* BEGIN RAW RECORDS *
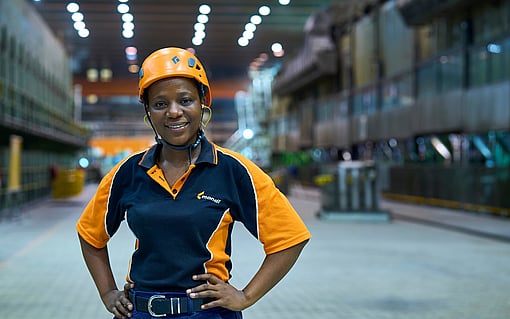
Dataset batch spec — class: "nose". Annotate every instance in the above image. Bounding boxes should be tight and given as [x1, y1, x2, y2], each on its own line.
[166, 103, 182, 118]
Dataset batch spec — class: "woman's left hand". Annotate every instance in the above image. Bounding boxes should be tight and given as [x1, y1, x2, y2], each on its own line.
[186, 274, 250, 311]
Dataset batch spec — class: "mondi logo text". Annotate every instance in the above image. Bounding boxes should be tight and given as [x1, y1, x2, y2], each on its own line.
[197, 191, 221, 204]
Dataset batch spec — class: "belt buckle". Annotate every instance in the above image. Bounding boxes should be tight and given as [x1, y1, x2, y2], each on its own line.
[147, 295, 166, 317]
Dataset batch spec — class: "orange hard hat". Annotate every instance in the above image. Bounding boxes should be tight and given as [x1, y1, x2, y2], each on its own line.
[138, 47, 211, 106]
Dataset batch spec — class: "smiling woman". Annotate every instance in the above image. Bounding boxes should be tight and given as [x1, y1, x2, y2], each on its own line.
[76, 48, 311, 319]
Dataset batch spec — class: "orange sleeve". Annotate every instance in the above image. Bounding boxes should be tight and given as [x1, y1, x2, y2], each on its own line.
[76, 169, 116, 248]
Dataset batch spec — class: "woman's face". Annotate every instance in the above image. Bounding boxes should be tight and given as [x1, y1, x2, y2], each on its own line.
[147, 77, 202, 146]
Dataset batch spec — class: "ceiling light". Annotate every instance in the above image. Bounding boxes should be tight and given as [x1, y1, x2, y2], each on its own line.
[99, 68, 113, 82]
[243, 30, 254, 40]
[124, 47, 138, 61]
[193, 22, 205, 31]
[244, 22, 257, 32]
[122, 22, 135, 31]
[66, 2, 80, 13]
[71, 12, 83, 22]
[87, 69, 99, 82]
[259, 6, 271, 16]
[250, 14, 262, 24]
[197, 14, 209, 23]
[237, 37, 250, 47]
[117, 3, 129, 13]
[191, 37, 204, 45]
[198, 4, 211, 14]
[122, 13, 133, 22]
[122, 29, 135, 39]
[195, 31, 205, 39]
[128, 64, 140, 73]
[73, 21, 85, 31]
[78, 29, 90, 38]
[273, 50, 285, 58]
[271, 42, 283, 52]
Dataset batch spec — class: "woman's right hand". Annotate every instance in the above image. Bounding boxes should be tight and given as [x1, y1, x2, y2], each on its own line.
[101, 283, 134, 319]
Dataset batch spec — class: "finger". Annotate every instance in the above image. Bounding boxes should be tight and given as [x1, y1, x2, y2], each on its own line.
[193, 274, 213, 281]
[186, 283, 214, 294]
[111, 306, 126, 319]
[115, 297, 133, 316]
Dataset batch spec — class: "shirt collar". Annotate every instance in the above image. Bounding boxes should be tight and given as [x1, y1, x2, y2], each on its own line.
[138, 136, 218, 169]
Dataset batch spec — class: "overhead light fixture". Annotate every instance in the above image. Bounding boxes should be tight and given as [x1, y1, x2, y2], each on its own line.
[198, 4, 211, 14]
[128, 64, 140, 74]
[191, 4, 211, 46]
[99, 68, 113, 82]
[66, 2, 80, 13]
[86, 68, 99, 82]
[66, 2, 90, 38]
[259, 6, 271, 16]
[237, 6, 271, 47]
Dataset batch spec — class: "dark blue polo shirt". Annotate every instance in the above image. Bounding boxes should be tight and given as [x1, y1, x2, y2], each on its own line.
[76, 138, 310, 292]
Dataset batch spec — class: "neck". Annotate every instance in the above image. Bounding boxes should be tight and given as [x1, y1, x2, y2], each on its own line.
[159, 143, 201, 167]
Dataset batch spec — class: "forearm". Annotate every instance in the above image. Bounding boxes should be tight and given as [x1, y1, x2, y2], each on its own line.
[243, 240, 308, 308]
[78, 236, 117, 299]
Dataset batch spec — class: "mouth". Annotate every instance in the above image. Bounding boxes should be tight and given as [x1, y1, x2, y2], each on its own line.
[165, 122, 189, 130]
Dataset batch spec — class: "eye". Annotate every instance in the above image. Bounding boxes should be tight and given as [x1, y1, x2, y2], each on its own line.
[181, 97, 194, 106]
[152, 101, 167, 110]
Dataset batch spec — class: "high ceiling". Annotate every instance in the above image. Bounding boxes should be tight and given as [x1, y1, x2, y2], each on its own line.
[27, 0, 339, 84]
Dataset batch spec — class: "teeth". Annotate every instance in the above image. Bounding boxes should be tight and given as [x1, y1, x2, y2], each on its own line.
[168, 123, 186, 129]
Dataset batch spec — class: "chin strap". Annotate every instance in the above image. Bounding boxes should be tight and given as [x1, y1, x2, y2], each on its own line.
[144, 105, 204, 157]
[155, 129, 204, 151]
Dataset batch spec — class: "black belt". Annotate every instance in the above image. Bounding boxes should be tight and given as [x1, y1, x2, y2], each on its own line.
[129, 291, 206, 317]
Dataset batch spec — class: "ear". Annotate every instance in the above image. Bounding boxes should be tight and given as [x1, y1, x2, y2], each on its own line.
[202, 104, 212, 128]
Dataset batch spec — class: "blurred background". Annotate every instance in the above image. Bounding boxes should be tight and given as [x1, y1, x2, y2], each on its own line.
[0, 0, 510, 216]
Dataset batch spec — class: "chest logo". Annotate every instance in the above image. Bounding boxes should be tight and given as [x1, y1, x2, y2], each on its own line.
[197, 191, 221, 204]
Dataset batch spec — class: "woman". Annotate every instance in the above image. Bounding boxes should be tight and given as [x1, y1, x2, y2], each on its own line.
[76, 48, 310, 318]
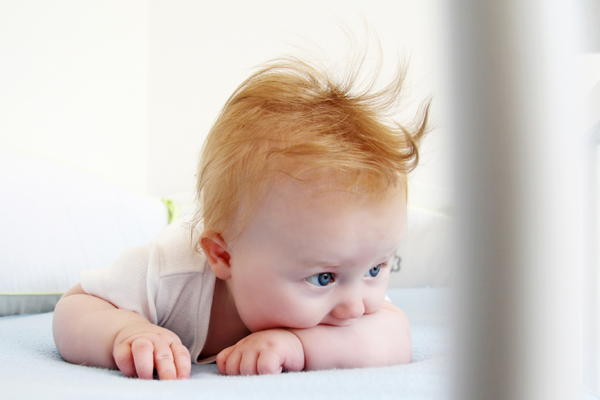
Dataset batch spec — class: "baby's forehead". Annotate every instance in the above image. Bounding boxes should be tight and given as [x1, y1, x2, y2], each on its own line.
[261, 177, 406, 211]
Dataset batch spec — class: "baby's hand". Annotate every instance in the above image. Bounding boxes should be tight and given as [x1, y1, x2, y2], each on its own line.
[217, 329, 304, 375]
[113, 322, 191, 379]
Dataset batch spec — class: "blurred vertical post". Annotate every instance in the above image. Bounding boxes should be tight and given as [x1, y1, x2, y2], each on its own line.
[449, 0, 582, 400]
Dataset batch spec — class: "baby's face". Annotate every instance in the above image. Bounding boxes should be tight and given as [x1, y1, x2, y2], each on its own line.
[227, 182, 406, 332]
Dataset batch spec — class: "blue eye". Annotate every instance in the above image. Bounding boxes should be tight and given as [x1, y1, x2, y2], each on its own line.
[365, 264, 381, 278]
[306, 272, 333, 286]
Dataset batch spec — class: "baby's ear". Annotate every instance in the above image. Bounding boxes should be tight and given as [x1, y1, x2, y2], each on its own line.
[200, 232, 231, 280]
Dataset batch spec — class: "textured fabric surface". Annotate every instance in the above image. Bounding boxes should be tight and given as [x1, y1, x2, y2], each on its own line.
[0, 288, 451, 400]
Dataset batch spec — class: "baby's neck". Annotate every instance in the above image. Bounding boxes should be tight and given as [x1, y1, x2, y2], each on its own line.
[200, 278, 251, 359]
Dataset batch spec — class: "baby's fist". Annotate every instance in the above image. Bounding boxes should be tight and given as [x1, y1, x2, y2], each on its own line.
[217, 329, 304, 375]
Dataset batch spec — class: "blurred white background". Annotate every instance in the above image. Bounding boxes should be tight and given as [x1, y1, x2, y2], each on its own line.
[0, 0, 450, 210]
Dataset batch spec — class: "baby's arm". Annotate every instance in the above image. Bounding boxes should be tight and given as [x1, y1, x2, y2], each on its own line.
[217, 302, 412, 375]
[52, 284, 191, 379]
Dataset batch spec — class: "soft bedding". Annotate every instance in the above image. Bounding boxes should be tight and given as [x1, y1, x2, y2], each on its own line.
[0, 288, 451, 400]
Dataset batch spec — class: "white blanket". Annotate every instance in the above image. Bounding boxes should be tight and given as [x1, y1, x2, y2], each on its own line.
[0, 288, 450, 400]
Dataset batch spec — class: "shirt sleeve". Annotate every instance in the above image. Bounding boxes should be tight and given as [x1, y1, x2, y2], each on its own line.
[81, 246, 158, 324]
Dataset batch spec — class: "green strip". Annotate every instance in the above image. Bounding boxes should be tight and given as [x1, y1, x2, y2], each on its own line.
[160, 197, 179, 223]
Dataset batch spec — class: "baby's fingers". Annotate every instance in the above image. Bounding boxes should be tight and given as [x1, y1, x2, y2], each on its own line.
[171, 343, 192, 379]
[113, 343, 137, 378]
[152, 342, 177, 380]
[256, 351, 283, 375]
[131, 338, 154, 379]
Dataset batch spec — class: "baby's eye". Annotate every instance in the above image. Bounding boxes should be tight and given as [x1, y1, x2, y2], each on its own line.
[306, 272, 334, 286]
[365, 264, 383, 278]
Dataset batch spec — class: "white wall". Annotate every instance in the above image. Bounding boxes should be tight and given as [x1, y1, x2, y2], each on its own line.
[0, 0, 460, 214]
[0, 0, 148, 191]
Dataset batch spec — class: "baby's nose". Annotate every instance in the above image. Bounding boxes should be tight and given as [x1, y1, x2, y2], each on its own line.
[331, 295, 365, 319]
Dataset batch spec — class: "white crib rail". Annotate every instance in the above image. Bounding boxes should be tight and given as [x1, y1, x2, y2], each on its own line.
[449, 0, 583, 400]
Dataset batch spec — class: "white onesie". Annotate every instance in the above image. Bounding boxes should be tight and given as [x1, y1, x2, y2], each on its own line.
[81, 222, 216, 362]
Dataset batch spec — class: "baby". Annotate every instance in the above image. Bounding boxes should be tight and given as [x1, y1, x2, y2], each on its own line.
[53, 55, 428, 379]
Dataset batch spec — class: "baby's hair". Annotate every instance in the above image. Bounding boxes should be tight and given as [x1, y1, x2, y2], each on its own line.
[192, 58, 429, 241]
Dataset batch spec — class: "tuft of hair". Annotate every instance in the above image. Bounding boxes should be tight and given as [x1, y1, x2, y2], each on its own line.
[192, 54, 430, 237]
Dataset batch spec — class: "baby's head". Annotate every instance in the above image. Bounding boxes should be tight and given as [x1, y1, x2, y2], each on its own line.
[196, 56, 428, 332]
[194, 59, 428, 239]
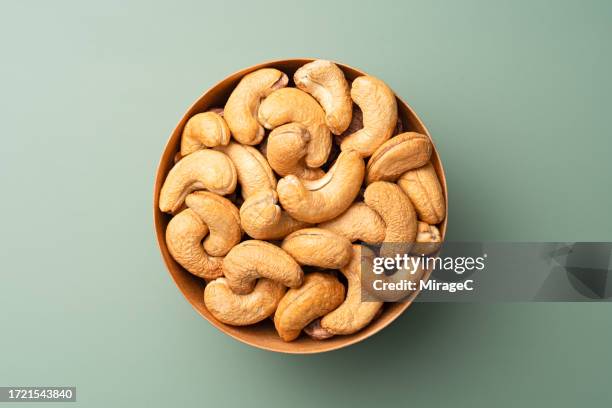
* END RAW RECORDS *
■ WHAT TO DO ■
Could you copy the records word for word, beginning at their start and stopping after the line that contains "[186, 274, 250, 311]", leaving out any pictures?

■ THE SOLUTION ■
Dataset batch spec — class: "nose". Annotate every instance in the above image. Bounding boxes should be tight and given as [x1, y1, x2, y2], each on its own line.
[166, 103, 182, 118]
Dataset batch spec — class: "woman's left hand". Annotate every instance in the above image. Bounding boxes should be tight and given as [x1, y1, x2, y2], each on its own line.
[186, 274, 250, 311]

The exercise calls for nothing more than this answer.